### Teks Bacaan
Masalah tersebut di sebabkan juga oleh pengaruh media yang berkembang pesat dan
masuk pada setiap bilik rumah-rumah kita. Dan tidak bisa di pungkiri pula, ini
juga disebabkan karena pengaruh orang kangean sendiri yang bekerja diluar
Negeri dan generasi muda kangean yang melanjutkan jenjang pendidikannya diluar
kangean mulai dari anak-anak SMP, SMU/SMK, dan yang Kuliah di berbagai
perguruan tinggi yang ada di Indonesia khususnya di daerah Jawa dan Madura yang
dudah terkontamminasi dengan budaya luar.
Ketika
mereka pulang ke kampung halamannya masing-masing, kadangkala mereka membawa
hal-hal yang baru dan penampilan yang juga sama sekali baru untuk ukuran orang
Kangean. Dimana hal tersebut menurut mereka sesuatu yang maju dan modern,
sehingga seringkali hal semacam ini menjadi sebuah teladan yang kurang baik dan
akan mengikis sedikit demi sedikit kekayaan moyang kita akan budaya Kangean itu
sendiri. Bahkan kadangkala sebagian kecil dari mereka yang melanjutkan studinya
keluar menjadi bahan sorotan dan pembicaraan oleh masyarakat sekitarnya, karena
hal itu tidak sesuai dan bertentangan dengan budaya, dan etika Masyarakat
kepulauan Kangean pada umumnya.
Untuk
menghindari budaya luar yang kurang memberikan teladan yang baik tersebut,
setidaknya generasi muda Kangean mesti menyadari bahwa Masyarakat kepulauan
Kangean pada umumnya memiliki budaya, moral dan etika sendiri dalam
kesehariannya. Dan generasi muda Kangean seharusnya menyadari kalau tempat
kelahiran mereka sedang di serang, dinodai dan di jajah oleh budaya luar (Popular
Culture). Sehingga nantinya tidak tergantung dan tidak terpengaruh dengan
budaya luar yang sedang menjajah budaya Masyarakat kepulauan Kangean khususnya
dan Indonesia pada umumnya. Terkait dengan hal tersebut, setidaknya Pemerintah
daerah, Aparat kepolisian dan instansi – instansi yang terkait, serta tokoh –
tokoh masyarakat kepulauan Kangean khususnya yang memiliki pengaruh besar
hendaknya dan seharusya ikut prihatin, mengawasi dan membendung pada
masalah-masalah yang sekiranya itu merugikan dan memudarkan budaya, etika-moral
masyarakat pada umumnya. Yang sangat penting dilakukan disini yaitu selalu
adanya kerjasama komunikasi yang baik antara pesantren-pesantren yang ada,
tokoh Masyarakat dan Aparat Kepolisian yang berwenang untuk membendung itu
semua.

### Data Tampilan
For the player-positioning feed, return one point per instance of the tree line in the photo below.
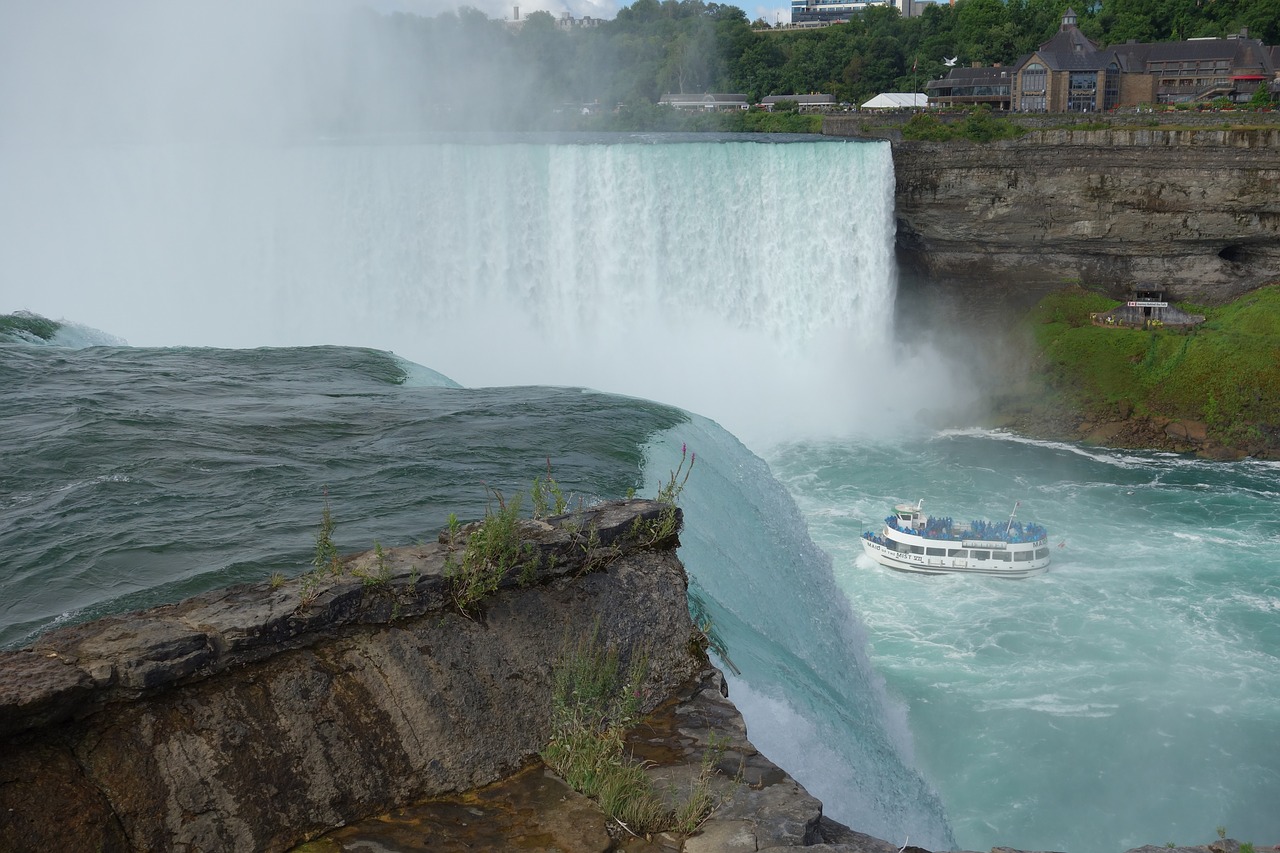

### Perintah
Lanjutkan tulisan tentang pengaruh budaya luar terhadap masyarakat Kepulauan Kangean, dimulai setelah kalimat terakhirnya. Baris-baris data di atas tidak perlu digunakan.

### Hasil
Ada tiga budaya yang
tetap terpelihara sampai saat ini yaitu : Budaya Gamelan, Budaya Nampanen dan
Budaya perayaan Nisfu Sya’ban. Pertama : mengapa disebut Gamelan, menurut salah
satu tokoh di desa ini, kali pertama bukan bernama Gamelan melainkan ada
sekumpulan orang atau segerombolan orang untuk mempermudah menyebutnya maka
diberi nama Gamelan. Budaya Gamelan ini biasanya dilakukan apabila masyarakat
di desa Gelaman mau melaksanakan panen padi dalam bahasa kangean (arangge’)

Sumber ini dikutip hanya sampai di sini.